(Region annotation items)

_ _ _ _ _

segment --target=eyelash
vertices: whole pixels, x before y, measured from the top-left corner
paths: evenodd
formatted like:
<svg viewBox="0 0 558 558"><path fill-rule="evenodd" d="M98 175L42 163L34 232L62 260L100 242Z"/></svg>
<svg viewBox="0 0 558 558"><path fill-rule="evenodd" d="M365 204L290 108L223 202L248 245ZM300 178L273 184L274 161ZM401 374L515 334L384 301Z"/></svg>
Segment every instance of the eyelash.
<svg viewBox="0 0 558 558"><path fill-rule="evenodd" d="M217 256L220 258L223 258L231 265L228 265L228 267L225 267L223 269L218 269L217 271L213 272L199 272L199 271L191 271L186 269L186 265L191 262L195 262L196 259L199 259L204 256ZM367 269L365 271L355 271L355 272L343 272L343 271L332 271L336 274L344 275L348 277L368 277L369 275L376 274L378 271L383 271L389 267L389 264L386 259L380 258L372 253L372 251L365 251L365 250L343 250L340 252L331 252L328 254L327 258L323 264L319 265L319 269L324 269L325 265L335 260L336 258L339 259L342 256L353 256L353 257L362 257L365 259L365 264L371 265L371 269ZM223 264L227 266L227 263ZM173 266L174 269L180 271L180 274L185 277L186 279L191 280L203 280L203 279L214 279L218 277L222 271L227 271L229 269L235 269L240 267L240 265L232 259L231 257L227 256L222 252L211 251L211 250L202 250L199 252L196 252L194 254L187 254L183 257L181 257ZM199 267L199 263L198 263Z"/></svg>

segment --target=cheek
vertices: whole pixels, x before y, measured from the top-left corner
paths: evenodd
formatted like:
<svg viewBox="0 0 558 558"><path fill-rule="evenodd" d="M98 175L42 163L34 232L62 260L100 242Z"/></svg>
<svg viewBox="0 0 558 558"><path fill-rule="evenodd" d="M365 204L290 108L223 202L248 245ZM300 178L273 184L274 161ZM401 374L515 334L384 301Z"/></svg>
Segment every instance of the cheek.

_ _ _ _ _

EXERCISE: Put the lines above into a Markdown table with the columns Row and Line, numbering each row and leaving out the blank lines.

WRITTEN SOLUTION:
| Row | Line |
|---|---|
| 1 | segment --target=eyelash |
| 2 | vertices: whole pixels, x before y, measured from the top-left corner |
| 3 | paths: evenodd |
| 4 | formatted like: |
| 5 | <svg viewBox="0 0 558 558"><path fill-rule="evenodd" d="M98 175L42 163L34 232L62 260L100 242Z"/></svg> |
| 6 | <svg viewBox="0 0 558 558"><path fill-rule="evenodd" d="M365 204L290 108L223 202L248 245ZM300 178L273 184L274 161ZM401 374L515 334L384 301Z"/></svg> |
| 7 | Segment every instance of the eyelash. |
| 8 | <svg viewBox="0 0 558 558"><path fill-rule="evenodd" d="M217 256L220 258L223 258L231 265L228 265L228 267L225 267L223 269L218 269L217 271L213 272L199 272L199 271L191 271L186 269L186 265L191 262L195 262L196 259L199 259L204 256ZM367 269L365 271L355 271L355 272L343 272L343 271L332 271L336 274L344 275L348 277L368 277L369 275L376 274L378 271L383 271L389 267L389 264L386 259L380 258L372 253L372 251L365 251L365 250L343 250L340 252L331 252L328 254L327 258L323 264L319 265L319 269L324 269L325 265L335 260L336 258L339 259L342 256L353 256L353 257L362 257L365 259L365 264L371 265L371 269ZM223 264L227 266L227 263ZM173 266L174 269L180 271L180 274L185 277L186 279L191 280L203 280L203 279L214 279L218 277L222 271L227 271L229 269L235 269L240 267L240 265L232 259L231 257L227 256L222 252L211 251L211 250L202 250L199 252L196 252L194 254L187 254L183 257L181 257ZM199 267L199 263L198 263Z"/></svg> |
| 9 | segment --target=cheek |
| 10 | vertices: whole pixels, x before y, measured from the top-left corner |
| 11 | paths: evenodd |
| 12 | formatted like: |
| 13 | <svg viewBox="0 0 558 558"><path fill-rule="evenodd" d="M98 175L42 163L34 232L62 260L100 242Z"/></svg> |
| 14 | <svg viewBox="0 0 558 558"><path fill-rule="evenodd" d="M365 204L290 108L223 202L248 245ZM300 178L273 184L274 161ZM401 374L515 334L384 301Z"/></svg> |
| 15 | Segment every instance of the cheek. |